[A sequence of records]
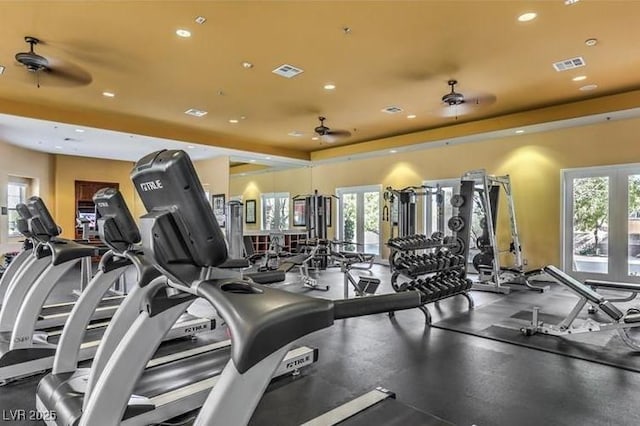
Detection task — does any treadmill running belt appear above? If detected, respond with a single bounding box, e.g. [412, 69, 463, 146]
[133, 347, 231, 398]
[47, 327, 106, 345]
[340, 398, 453, 426]
[40, 297, 123, 318]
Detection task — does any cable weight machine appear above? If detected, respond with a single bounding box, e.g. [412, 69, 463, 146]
[454, 170, 549, 294]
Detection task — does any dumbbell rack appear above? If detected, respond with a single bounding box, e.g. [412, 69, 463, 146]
[387, 233, 474, 324]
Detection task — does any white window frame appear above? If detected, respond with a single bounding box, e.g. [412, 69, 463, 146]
[422, 178, 460, 236]
[260, 192, 291, 231]
[560, 163, 640, 283]
[336, 185, 383, 257]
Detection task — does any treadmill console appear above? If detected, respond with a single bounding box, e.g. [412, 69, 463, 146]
[26, 196, 60, 241]
[16, 203, 33, 238]
[93, 188, 140, 253]
[131, 150, 227, 270]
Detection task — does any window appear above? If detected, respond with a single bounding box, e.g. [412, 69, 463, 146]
[336, 185, 382, 256]
[562, 164, 640, 283]
[261, 192, 289, 231]
[7, 176, 29, 238]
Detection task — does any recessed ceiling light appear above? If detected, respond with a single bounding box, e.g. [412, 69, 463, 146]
[518, 12, 538, 22]
[380, 105, 403, 114]
[184, 108, 207, 117]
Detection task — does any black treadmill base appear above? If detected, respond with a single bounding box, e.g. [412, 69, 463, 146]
[339, 398, 453, 426]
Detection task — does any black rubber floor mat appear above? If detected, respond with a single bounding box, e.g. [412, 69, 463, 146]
[433, 286, 640, 372]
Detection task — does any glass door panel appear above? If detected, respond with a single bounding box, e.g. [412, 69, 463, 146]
[627, 174, 640, 277]
[340, 193, 359, 251]
[364, 191, 380, 255]
[572, 176, 609, 274]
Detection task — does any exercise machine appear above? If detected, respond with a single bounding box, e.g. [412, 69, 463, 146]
[226, 200, 286, 284]
[77, 151, 450, 426]
[521, 266, 640, 351]
[462, 170, 549, 294]
[383, 185, 444, 238]
[0, 197, 124, 333]
[36, 188, 224, 424]
[42, 151, 317, 426]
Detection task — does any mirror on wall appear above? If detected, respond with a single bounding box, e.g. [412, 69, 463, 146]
[229, 166, 313, 233]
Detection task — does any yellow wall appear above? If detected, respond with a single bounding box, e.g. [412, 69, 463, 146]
[0, 141, 55, 253]
[198, 156, 229, 201]
[229, 167, 315, 233]
[231, 115, 640, 267]
[54, 155, 138, 238]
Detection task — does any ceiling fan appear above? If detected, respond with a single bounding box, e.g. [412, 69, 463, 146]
[313, 116, 351, 143]
[442, 79, 496, 120]
[16, 36, 92, 87]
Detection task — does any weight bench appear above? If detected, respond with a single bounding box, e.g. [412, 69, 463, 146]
[521, 266, 640, 351]
[584, 280, 640, 314]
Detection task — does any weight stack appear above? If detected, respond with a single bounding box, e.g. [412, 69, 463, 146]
[454, 180, 475, 277]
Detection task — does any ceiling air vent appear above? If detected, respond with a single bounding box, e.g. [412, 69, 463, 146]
[272, 64, 304, 78]
[184, 108, 207, 117]
[380, 105, 403, 114]
[553, 56, 587, 71]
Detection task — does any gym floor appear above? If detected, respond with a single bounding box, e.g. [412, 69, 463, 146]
[0, 265, 640, 426]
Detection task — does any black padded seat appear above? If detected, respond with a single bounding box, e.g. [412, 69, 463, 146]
[216, 259, 250, 269]
[544, 266, 604, 305]
[243, 270, 287, 284]
[584, 280, 640, 292]
[49, 240, 97, 265]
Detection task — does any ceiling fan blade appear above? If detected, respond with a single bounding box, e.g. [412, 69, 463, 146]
[43, 60, 93, 86]
[320, 133, 338, 143]
[327, 130, 351, 138]
[439, 102, 471, 117]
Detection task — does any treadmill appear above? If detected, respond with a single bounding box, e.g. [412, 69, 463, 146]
[72, 151, 450, 426]
[36, 189, 318, 425]
[0, 197, 213, 384]
[0, 204, 124, 335]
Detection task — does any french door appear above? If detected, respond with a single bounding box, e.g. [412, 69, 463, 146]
[336, 185, 382, 256]
[423, 179, 460, 236]
[562, 164, 640, 283]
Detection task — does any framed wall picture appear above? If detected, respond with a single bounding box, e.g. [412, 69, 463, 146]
[244, 200, 256, 223]
[211, 194, 226, 228]
[293, 198, 307, 226]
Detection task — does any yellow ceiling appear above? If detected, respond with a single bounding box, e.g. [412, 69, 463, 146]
[0, 0, 640, 159]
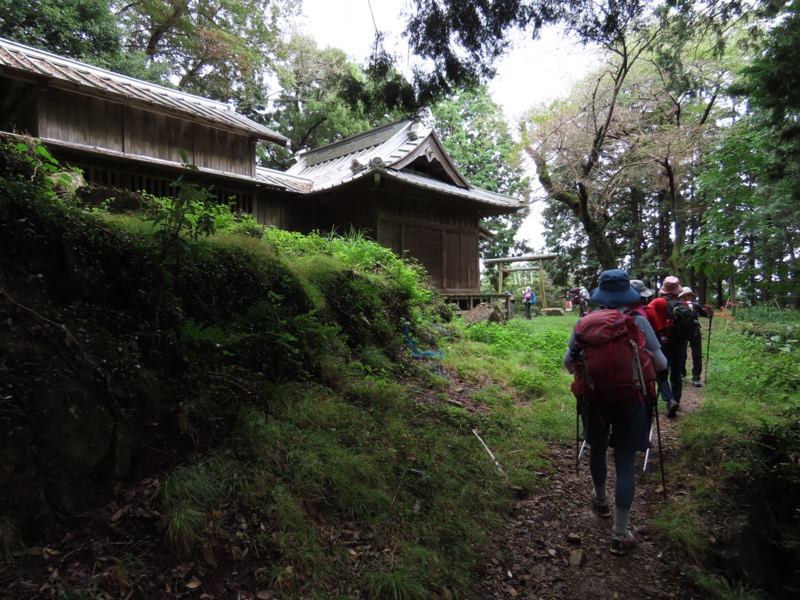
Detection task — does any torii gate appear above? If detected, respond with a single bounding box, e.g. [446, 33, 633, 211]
[483, 254, 558, 308]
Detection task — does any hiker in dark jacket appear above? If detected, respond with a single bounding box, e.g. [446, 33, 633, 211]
[628, 279, 653, 318]
[678, 286, 714, 387]
[647, 275, 686, 419]
[564, 269, 667, 554]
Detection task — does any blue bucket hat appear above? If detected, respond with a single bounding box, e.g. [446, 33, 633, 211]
[592, 269, 641, 306]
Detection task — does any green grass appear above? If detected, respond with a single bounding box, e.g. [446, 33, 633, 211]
[654, 307, 800, 600]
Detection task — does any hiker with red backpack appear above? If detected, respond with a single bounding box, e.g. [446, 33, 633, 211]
[647, 275, 700, 419]
[564, 269, 667, 554]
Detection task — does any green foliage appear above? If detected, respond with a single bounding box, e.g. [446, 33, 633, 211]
[432, 86, 532, 289]
[0, 0, 120, 59]
[364, 569, 428, 600]
[150, 158, 220, 263]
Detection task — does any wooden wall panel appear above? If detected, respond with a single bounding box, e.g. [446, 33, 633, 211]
[443, 231, 466, 290]
[405, 225, 444, 289]
[375, 219, 403, 256]
[459, 233, 481, 290]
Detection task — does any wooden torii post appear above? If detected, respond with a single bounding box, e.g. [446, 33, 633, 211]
[483, 254, 558, 308]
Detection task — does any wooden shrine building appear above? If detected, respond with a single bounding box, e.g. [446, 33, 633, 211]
[0, 38, 524, 295]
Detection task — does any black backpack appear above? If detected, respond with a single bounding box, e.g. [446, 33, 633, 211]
[667, 300, 700, 342]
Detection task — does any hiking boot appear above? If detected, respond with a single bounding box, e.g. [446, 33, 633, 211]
[611, 530, 636, 556]
[667, 400, 681, 419]
[592, 492, 611, 519]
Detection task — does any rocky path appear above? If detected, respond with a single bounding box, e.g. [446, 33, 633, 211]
[483, 379, 703, 600]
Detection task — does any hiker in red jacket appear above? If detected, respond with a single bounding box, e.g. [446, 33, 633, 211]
[646, 275, 686, 419]
[564, 269, 667, 554]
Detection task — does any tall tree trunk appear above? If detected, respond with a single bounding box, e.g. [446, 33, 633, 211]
[524, 144, 617, 269]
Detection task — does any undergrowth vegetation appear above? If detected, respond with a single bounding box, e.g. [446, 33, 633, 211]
[657, 307, 800, 598]
[0, 139, 573, 599]
[0, 142, 800, 600]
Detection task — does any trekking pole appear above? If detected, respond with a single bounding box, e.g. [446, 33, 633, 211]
[653, 396, 667, 498]
[642, 424, 658, 473]
[575, 411, 586, 475]
[703, 312, 714, 383]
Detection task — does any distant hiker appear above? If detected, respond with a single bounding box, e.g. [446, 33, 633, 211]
[646, 275, 688, 419]
[564, 269, 667, 554]
[628, 279, 653, 318]
[503, 290, 517, 316]
[570, 281, 589, 319]
[522, 286, 536, 319]
[678, 286, 714, 387]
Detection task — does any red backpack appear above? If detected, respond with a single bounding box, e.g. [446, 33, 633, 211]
[572, 309, 656, 406]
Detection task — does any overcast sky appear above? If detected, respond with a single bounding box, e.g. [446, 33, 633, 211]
[296, 0, 593, 249]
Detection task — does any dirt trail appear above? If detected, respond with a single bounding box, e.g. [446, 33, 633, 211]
[483, 372, 703, 600]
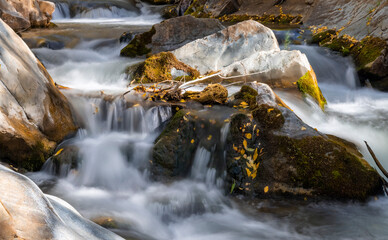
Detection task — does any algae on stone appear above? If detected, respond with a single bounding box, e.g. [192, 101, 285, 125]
[134, 52, 199, 83]
[297, 69, 327, 110]
[120, 27, 155, 57]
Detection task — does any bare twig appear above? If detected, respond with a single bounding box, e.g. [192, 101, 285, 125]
[364, 141, 388, 178]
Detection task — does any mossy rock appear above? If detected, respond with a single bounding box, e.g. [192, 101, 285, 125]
[276, 136, 381, 200]
[252, 104, 284, 129]
[184, 0, 211, 18]
[226, 110, 382, 201]
[297, 69, 327, 110]
[120, 27, 155, 58]
[311, 29, 337, 45]
[134, 52, 199, 83]
[351, 36, 387, 70]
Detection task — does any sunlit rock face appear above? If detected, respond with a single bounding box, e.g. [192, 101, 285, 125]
[0, 20, 75, 170]
[0, 0, 55, 31]
[173, 20, 326, 109]
[0, 166, 122, 240]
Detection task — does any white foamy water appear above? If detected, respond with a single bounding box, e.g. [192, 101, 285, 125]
[25, 17, 388, 240]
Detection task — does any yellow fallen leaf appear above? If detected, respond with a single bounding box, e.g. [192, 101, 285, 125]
[245, 168, 252, 177]
[233, 144, 238, 152]
[54, 148, 63, 157]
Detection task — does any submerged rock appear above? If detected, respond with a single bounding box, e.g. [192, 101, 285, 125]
[0, 20, 76, 170]
[120, 16, 224, 57]
[0, 165, 122, 240]
[0, 0, 55, 31]
[151, 84, 382, 200]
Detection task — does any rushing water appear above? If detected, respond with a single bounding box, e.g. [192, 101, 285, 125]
[22, 2, 388, 240]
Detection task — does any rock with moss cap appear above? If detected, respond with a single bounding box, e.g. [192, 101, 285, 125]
[183, 83, 228, 105]
[0, 20, 76, 171]
[120, 16, 224, 57]
[172, 20, 326, 109]
[227, 84, 381, 200]
[133, 52, 199, 83]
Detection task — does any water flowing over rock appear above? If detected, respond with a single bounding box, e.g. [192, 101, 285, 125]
[172, 20, 326, 109]
[0, 20, 75, 170]
[121, 16, 224, 57]
[0, 166, 122, 240]
[152, 83, 382, 200]
[0, 0, 55, 31]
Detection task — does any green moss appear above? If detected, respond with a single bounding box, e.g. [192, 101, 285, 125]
[218, 13, 302, 25]
[278, 136, 381, 200]
[23, 142, 47, 171]
[312, 29, 337, 45]
[234, 85, 258, 109]
[184, 0, 211, 18]
[155, 109, 186, 143]
[134, 52, 199, 83]
[162, 5, 178, 19]
[120, 27, 155, 57]
[297, 70, 327, 110]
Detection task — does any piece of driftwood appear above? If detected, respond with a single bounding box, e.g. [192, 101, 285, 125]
[364, 141, 388, 178]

REQUIRED WORK =
Express the items from the line with "Detection task — does any hiker with" to the line with "[483, 379, 703, 600]" as a two-column CSV headed text and answer. Give one row per item, with each value in a single quoted field and line breaks replaced by spaces.

THE REPLY =
text,answer
"Detection task — does any hiker with red backpack appear above? If detected, respond with a single bounding box, e.g. [446, 33, 633, 211]","[647, 275, 700, 419] [564, 269, 667, 554]"
"Detection task — does any green foliage appear above? If detected, respond with a single bounding box, e.g. [446, 33, 633, 211]","[432, 86, 532, 289] [0, 0, 120, 59] [364, 569, 428, 600] [150, 158, 220, 263]"
"Detection task — does any wooden wall panel appear above? If detected, respond with a single bounding box, e.g. [446, 33, 633, 211]","[443, 231, 466, 290] [405, 225, 444, 289] [375, 219, 403, 256] [459, 233, 481, 290]"
"Detection task — does any wooden torii post appear above? If detected, respond with a single bounding box, e.g. [446, 33, 633, 211]","[483, 254, 558, 308]"
"Detection task — does any wooden shrine building appear above? If detected, respond with a single bounding box, e.g. [446, 33, 633, 211]","[0, 38, 524, 295]"
"Detection task — does any black backpack appear above? If detected, respond with a single bounding box, e.g. [446, 33, 633, 211]","[667, 300, 700, 342]"
"Detection task — does any hiking boot appear above? If detected, respond with a single bounding box, e.g. [446, 33, 633, 211]","[611, 530, 636, 556] [667, 400, 681, 419] [592, 492, 611, 519]"
"Detection task — does any rocky path appear above? If detected, respond with a single bounding box, e.g. [446, 33, 633, 211]","[483, 379, 703, 600]"